Work to do: Retype the records that come next, word for word.

Records provided:
- - - - - - -

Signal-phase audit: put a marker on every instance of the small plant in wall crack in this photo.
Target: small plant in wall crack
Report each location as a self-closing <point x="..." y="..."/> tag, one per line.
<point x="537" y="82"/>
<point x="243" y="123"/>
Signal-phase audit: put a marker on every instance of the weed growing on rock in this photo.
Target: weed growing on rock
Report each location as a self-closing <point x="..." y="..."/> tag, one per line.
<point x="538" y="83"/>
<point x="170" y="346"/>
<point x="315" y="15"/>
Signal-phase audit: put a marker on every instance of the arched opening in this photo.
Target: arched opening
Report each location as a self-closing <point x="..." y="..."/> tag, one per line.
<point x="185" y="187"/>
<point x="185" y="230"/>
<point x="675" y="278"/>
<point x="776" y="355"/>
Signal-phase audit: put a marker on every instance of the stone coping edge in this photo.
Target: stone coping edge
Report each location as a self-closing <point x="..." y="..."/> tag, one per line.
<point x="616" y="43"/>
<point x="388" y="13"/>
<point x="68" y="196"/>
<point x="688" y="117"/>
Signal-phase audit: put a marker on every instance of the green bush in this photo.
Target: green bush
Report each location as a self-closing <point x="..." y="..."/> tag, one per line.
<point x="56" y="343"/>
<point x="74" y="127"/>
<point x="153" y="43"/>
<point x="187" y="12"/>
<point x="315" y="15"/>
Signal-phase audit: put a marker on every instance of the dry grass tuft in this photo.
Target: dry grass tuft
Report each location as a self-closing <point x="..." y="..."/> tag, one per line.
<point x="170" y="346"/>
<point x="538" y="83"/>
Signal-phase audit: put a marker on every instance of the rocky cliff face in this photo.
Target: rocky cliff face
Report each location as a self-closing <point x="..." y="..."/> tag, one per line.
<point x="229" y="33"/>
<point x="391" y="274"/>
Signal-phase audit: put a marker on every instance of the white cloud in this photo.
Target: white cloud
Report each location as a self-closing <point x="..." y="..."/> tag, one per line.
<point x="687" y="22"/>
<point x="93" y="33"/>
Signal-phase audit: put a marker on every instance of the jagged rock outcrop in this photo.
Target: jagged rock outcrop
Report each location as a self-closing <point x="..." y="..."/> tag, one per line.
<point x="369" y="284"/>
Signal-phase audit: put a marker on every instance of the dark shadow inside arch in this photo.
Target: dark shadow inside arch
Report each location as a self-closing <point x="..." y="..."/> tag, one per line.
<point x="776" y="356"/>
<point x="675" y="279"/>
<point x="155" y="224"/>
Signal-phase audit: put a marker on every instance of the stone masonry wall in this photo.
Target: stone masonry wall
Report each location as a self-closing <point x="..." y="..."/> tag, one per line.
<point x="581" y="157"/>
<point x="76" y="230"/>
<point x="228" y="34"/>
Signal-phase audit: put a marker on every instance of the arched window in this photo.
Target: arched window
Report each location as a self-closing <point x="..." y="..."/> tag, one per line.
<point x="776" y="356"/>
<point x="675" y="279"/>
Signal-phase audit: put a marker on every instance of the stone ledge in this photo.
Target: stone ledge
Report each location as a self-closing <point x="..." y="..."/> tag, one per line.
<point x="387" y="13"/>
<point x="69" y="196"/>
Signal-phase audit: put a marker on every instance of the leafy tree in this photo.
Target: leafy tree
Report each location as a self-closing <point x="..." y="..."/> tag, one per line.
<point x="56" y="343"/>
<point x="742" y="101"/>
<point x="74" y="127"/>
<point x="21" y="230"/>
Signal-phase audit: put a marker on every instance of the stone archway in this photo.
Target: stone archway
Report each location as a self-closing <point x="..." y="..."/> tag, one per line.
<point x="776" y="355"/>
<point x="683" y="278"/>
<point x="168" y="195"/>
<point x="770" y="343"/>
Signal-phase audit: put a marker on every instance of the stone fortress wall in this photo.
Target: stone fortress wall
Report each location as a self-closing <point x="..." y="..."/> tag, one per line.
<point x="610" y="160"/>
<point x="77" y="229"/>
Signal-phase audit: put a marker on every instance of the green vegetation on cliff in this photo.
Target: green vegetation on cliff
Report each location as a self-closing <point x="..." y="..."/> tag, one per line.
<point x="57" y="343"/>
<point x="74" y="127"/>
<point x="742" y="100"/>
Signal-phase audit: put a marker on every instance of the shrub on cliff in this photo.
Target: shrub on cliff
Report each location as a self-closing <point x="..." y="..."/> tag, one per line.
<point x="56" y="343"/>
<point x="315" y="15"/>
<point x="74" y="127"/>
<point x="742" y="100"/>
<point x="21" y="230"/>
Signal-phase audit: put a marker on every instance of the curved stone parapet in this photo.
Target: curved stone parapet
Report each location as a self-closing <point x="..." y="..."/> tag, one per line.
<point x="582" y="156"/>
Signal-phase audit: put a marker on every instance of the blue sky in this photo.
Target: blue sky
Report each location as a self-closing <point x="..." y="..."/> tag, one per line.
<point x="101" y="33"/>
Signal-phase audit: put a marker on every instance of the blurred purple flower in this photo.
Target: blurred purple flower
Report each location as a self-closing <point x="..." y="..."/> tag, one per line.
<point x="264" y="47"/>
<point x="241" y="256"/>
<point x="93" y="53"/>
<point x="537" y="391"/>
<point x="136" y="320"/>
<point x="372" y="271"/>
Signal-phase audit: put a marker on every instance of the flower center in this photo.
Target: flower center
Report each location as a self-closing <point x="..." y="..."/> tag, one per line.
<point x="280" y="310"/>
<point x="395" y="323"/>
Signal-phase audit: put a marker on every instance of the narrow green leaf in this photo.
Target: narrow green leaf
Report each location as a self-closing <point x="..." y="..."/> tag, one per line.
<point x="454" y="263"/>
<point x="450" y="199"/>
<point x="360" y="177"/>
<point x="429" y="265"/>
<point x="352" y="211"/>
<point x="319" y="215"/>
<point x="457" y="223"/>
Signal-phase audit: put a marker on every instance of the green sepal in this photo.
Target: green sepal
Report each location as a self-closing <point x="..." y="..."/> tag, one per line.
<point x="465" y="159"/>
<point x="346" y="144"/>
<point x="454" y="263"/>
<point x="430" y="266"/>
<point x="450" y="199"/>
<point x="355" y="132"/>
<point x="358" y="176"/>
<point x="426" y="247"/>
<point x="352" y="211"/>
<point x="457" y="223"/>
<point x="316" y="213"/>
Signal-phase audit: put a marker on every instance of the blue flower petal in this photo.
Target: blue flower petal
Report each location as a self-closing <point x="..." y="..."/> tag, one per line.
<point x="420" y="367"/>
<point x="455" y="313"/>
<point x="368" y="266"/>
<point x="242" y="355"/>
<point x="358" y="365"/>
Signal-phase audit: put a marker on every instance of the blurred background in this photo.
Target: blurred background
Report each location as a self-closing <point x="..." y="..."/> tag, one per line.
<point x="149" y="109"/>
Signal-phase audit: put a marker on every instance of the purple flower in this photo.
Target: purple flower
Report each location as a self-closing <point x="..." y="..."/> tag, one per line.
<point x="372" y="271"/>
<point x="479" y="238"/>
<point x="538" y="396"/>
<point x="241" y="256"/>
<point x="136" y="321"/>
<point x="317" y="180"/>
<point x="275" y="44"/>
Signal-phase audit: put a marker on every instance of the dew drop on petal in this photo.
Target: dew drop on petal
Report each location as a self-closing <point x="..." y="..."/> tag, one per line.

- - - - - - -

Full answer:
Signal-phase audit: put a marker on every instance of the small plant in wall crack in this photo.
Target: small plant in wall crack
Report each location as a self-closing <point x="..." y="..."/> tag, one per line.
<point x="537" y="82"/>
<point x="243" y="123"/>
Signal-phase audit: put a marker on every instance of the weed growing on rock in this photo.
Target: weed growing on rock
Report each location as a self-closing <point x="..." y="..."/> tag, one per line.
<point x="538" y="83"/>
<point x="170" y="346"/>
<point x="315" y="15"/>
Signal-phase audit: put a marker on every instance of the arched opening in this photo.
Target: arched opening
Report each location as a self-closing <point x="..." y="..."/> tag, one per line.
<point x="185" y="187"/>
<point x="185" y="230"/>
<point x="675" y="278"/>
<point x="776" y="355"/>
Signal-phase audit: put a marker on every instance of the stone coping edge in this photo.
Target: stone coping edge
Report each location as a self-closing <point x="..." y="..."/> tag, one per line.
<point x="616" y="43"/>
<point x="388" y="13"/>
<point x="68" y="196"/>
<point x="688" y="117"/>
Signal-phase audit: put a marker on every instance of the green bush in this photo.
Target: green bush
Report each location as a self-closing <point x="..." y="..."/> tag, one per line.
<point x="56" y="343"/>
<point x="74" y="127"/>
<point x="153" y="43"/>
<point x="187" y="12"/>
<point x="315" y="15"/>
Signal-phase audit: put a marker on every instance of the dry grass tuft in this photo.
Target: dry grass tuft
Report each location as a self-closing <point x="..." y="..."/> tag, one per line.
<point x="170" y="346"/>
<point x="538" y="83"/>
Signal-phase audit: put a marker on every instance of the rocky cliff face in this photo.
Target: rocky cliff face
Report each location as a self-closing <point x="..." y="..."/> tag, one per line.
<point x="229" y="33"/>
<point x="391" y="274"/>
Signal-phase audit: put a marker on every instance of the white cloud in this photo.
Target: white cloud
Report each location as a self-closing <point x="..." y="..."/> tag, one per line.
<point x="687" y="22"/>
<point x="93" y="33"/>
Signal-phase audit: put a marker on every instance of the jagged rock outcrop in this photo.
Target: jagged rock outcrop
Report each location as a self-closing <point x="..." y="..."/> tag, one per line.
<point x="369" y="284"/>
Signal-phase audit: put a marker on every instance of the dark shadow inside arch in this photo.
Target: dark shadow inside arch
Report each location as a self-closing <point x="..." y="..."/> tag, one per line.
<point x="776" y="356"/>
<point x="675" y="279"/>
<point x="155" y="224"/>
Signal-phase audit: put a marker on every instance of the stone masonry wall in this photo.
Target: stone masonry wall
Report each location as a self-closing <point x="..." y="..."/> tag, one per line.
<point x="581" y="157"/>
<point x="76" y="230"/>
<point x="228" y="34"/>
Signal-phase audit: put a marker on every instance of the arched window in this photo.
Target: arched window
Report each location as a self-closing <point x="..." y="..."/> tag, one per line.
<point x="776" y="356"/>
<point x="675" y="279"/>
Signal-phase audit: put a marker on every instance of the stone ledge in this photo.
Target: stone ledge
Report each location as a self-closing <point x="..." y="..."/> tag, one per line.
<point x="387" y="13"/>
<point x="69" y="196"/>
Signal-phase audit: put a marker on every instance of the leafy tree in this photo.
Target: leafy tree
Report each location as a self-closing <point x="..." y="..."/> tag, one per line.
<point x="56" y="343"/>
<point x="742" y="101"/>
<point x="74" y="127"/>
<point x="21" y="230"/>
Signal-phase audit: put a marker on every instance of the stone archway in this photo.
Target: stone archway
Report each location as a self-closing <point x="..." y="..."/> tag, one per line.
<point x="776" y="355"/>
<point x="683" y="278"/>
<point x="168" y="195"/>
<point x="770" y="343"/>
Signal-phase audit: put a marker on every instance of the stone fortress wall in this photo.
Target: stone fortress wall
Report each location as a self-closing <point x="..." y="..."/> tag, one per line.
<point x="610" y="160"/>
<point x="77" y="229"/>
Signal-phase audit: put a marker on every instance of the green vegetation on cliff in this photo.
Target: green vegetation on cliff
Report each location as a self-closing <point x="..." y="..."/> tag, one per line.
<point x="57" y="343"/>
<point x="74" y="127"/>
<point x="742" y="100"/>
Signal-phase audit: put a marker on every instance of the shrub on cliff in this photo.
Target: shrub on cliff
Report each location as a self-closing <point x="..." y="..."/> tag, one per line.
<point x="56" y="343"/>
<point x="315" y="15"/>
<point x="74" y="127"/>
<point x="742" y="100"/>
<point x="21" y="230"/>
Signal-phase audit: put a marker on every instance of the curved stone parapet in this photo.
Target: curved stone parapet
Report each location as a self-closing <point x="..." y="..."/> tag, one per line.
<point x="582" y="156"/>
Signal-phase audit: put a marker on every instance of the blue sky in this photo.
Target: blue sky
Report each location as a self-closing <point x="..." y="..."/> tag, one per line.
<point x="101" y="33"/>
Signal-phase audit: put a marker on every instance of the blurred purple flower in this photo.
Target: blurred purple flower
Report each location as a self-closing <point x="..." y="..."/> tag, one per line.
<point x="264" y="47"/>
<point x="241" y="256"/>
<point x="93" y="53"/>
<point x="537" y="391"/>
<point x="136" y="320"/>
<point x="372" y="271"/>
Signal-phase audit: put a marker on every instance of the flower center in this photo.
Target: flower center
Report each location as a self-closing <point x="..." y="..."/> tag, one per line.
<point x="280" y="310"/>
<point x="395" y="323"/>
Signal-phase audit: put a marker on every instance of the narrow green leaf in this photo.
Target: narrow green leaf
Report each location as a self-closing <point x="..." y="..."/> tag, one per line.
<point x="454" y="263"/>
<point x="450" y="199"/>
<point x="360" y="177"/>
<point x="429" y="265"/>
<point x="352" y="211"/>
<point x="319" y="215"/>
<point x="457" y="223"/>
Signal-phase audit: put a marker on every instance of the green sepal in this photo.
Target: green sepal
Report each location as a self-closing <point x="..." y="..."/> tag, one per line.
<point x="465" y="159"/>
<point x="346" y="144"/>
<point x="454" y="263"/>
<point x="430" y="266"/>
<point x="450" y="199"/>
<point x="355" y="132"/>
<point x="358" y="176"/>
<point x="426" y="247"/>
<point x="352" y="211"/>
<point x="457" y="223"/>
<point x="316" y="213"/>
Signal-phase audit: put a marker on every instance of the blue flower petal in this photo.
Target: blue flower petal
Report each location as a self-closing <point x="..." y="..."/> tag, one per line.
<point x="420" y="367"/>
<point x="455" y="313"/>
<point x="368" y="266"/>
<point x="242" y="355"/>
<point x="358" y="365"/>
Signal-phase audit: put a marker on every instance of the blurred background in this photo.
Target: blurred background
Report each location as a self-closing <point x="..." y="..."/> tag, one per line.
<point x="149" y="109"/>
Signal-phase audit: put a marker on every instance of the purple flower in this photo.
Target: purple flower
Report each location as a self-closing <point x="..." y="..."/> tag, one per line.
<point x="372" y="271"/>
<point x="479" y="238"/>
<point x="538" y="396"/>
<point x="241" y="256"/>
<point x="136" y="321"/>
<point x="317" y="180"/>
<point x="275" y="44"/>
Signal-phase audit: put a marker on every instance of the dew drop on petal in this photo.
Target: dew drop on petal
Report each location as a self-closing <point x="..." y="..."/> tag, one per line.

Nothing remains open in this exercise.